** Begin SUPPLIED INFORMATION **

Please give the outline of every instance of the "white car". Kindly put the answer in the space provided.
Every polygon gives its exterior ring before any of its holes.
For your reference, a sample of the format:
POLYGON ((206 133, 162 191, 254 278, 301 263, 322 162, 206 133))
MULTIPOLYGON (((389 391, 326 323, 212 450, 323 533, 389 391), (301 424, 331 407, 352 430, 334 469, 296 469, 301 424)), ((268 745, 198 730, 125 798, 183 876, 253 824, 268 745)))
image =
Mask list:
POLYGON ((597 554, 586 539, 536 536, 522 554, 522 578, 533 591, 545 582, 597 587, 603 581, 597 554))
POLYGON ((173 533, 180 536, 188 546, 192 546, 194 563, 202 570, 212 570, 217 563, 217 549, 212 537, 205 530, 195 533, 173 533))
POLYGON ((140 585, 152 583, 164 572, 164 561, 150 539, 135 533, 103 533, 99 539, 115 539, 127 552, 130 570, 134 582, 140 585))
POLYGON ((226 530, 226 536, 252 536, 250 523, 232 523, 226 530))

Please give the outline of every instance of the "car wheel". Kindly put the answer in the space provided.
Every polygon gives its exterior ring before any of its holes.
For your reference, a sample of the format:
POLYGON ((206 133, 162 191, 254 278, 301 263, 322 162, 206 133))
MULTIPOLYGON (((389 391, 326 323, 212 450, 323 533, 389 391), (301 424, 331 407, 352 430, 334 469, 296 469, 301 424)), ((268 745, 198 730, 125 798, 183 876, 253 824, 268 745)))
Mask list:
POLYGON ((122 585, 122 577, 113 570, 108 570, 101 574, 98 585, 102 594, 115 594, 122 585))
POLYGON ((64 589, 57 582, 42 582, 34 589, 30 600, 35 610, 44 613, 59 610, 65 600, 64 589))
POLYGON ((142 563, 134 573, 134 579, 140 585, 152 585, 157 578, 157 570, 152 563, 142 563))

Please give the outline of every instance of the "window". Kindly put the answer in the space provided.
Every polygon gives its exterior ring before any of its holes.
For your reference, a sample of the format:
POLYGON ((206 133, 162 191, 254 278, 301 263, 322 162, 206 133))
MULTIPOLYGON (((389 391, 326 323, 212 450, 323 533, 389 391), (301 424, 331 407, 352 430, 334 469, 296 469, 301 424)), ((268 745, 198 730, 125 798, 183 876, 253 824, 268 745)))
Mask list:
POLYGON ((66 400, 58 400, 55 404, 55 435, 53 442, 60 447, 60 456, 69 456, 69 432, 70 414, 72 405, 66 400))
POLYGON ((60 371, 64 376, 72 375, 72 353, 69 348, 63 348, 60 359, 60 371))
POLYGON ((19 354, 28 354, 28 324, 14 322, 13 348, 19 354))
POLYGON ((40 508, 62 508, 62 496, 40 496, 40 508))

** End SUPPLIED INFORMATION **

* _WHAT IS NEEDED_
Change every occurrence of "exterior ring" to "outer boundary" across all the items and reproduce the lines with nothing else altered.

* _REPLY TO THE EXERCISE_
Please give the outline of every instance of the "white car". Kindly put the answer in the space provided.
Every polygon gives its outer boundary before any of its holes.
For your reference, a sample of the format:
POLYGON ((206 133, 162 191, 254 278, 301 263, 322 162, 206 133))
MULTIPOLYGON (((389 391, 326 323, 212 450, 323 533, 389 391), (301 424, 331 407, 352 430, 334 469, 296 469, 301 424)), ((268 745, 198 730, 125 798, 183 876, 253 824, 268 745)))
image =
Mask list:
POLYGON ((597 554, 586 539, 536 536, 522 554, 522 578, 533 591, 545 582, 597 587, 603 581, 597 554))
POLYGON ((173 533, 180 536, 188 546, 192 546, 194 563, 202 570, 212 570, 217 563, 217 549, 212 537, 205 530, 195 533, 173 533))
POLYGON ((140 585, 152 583, 164 572, 164 561, 150 539, 135 533, 103 533, 99 539, 115 539, 127 552, 130 570, 134 582, 140 585))
POLYGON ((226 530, 226 536, 252 536, 250 523, 232 523, 226 530))

Please give the outline of every instance of the "car wheel". Kindly put the answer in the space provided.
Every polygon gives its outer boundary before any of its holes.
For your reference, a sample of the format:
POLYGON ((206 133, 162 191, 254 278, 301 263, 322 162, 206 133))
MULTIPOLYGON (((389 391, 326 323, 212 450, 323 533, 389 391), (301 424, 331 407, 352 430, 334 469, 296 469, 301 424)), ((268 745, 198 730, 125 798, 183 876, 253 824, 268 745)))
Mask list:
POLYGON ((122 585, 122 577, 113 570, 108 570, 101 574, 98 585, 102 594, 115 594, 122 585))
POLYGON ((64 589, 57 582, 42 582, 34 589, 30 600, 35 610, 44 613, 59 610, 65 600, 64 589))
POLYGON ((142 563, 134 573, 134 579, 140 585, 152 585, 157 578, 157 570, 152 563, 142 563))

Please give the outline of every instance of the "window". Kindly put the answer in the space provided.
Every polygon gives its outer boundary before any of its holes.
For your reference, a sample of the format:
POLYGON ((206 133, 162 191, 254 278, 301 263, 322 162, 206 133))
MULTIPOLYGON (((389 391, 326 323, 212 450, 323 533, 389 391), (301 424, 331 407, 352 430, 334 469, 296 469, 301 424)), ((268 745, 198 730, 125 798, 183 876, 253 824, 268 745)))
Mask list:
POLYGON ((66 400, 58 400, 55 404, 55 435, 53 442, 60 447, 60 456, 69 456, 69 432, 70 414, 72 405, 66 400))
POLYGON ((60 371, 64 376, 72 375, 72 353, 69 348, 63 348, 60 359, 60 371))
POLYGON ((19 354, 28 354, 28 324, 14 322, 13 348, 19 354))
POLYGON ((40 508, 62 508, 62 496, 40 496, 40 508))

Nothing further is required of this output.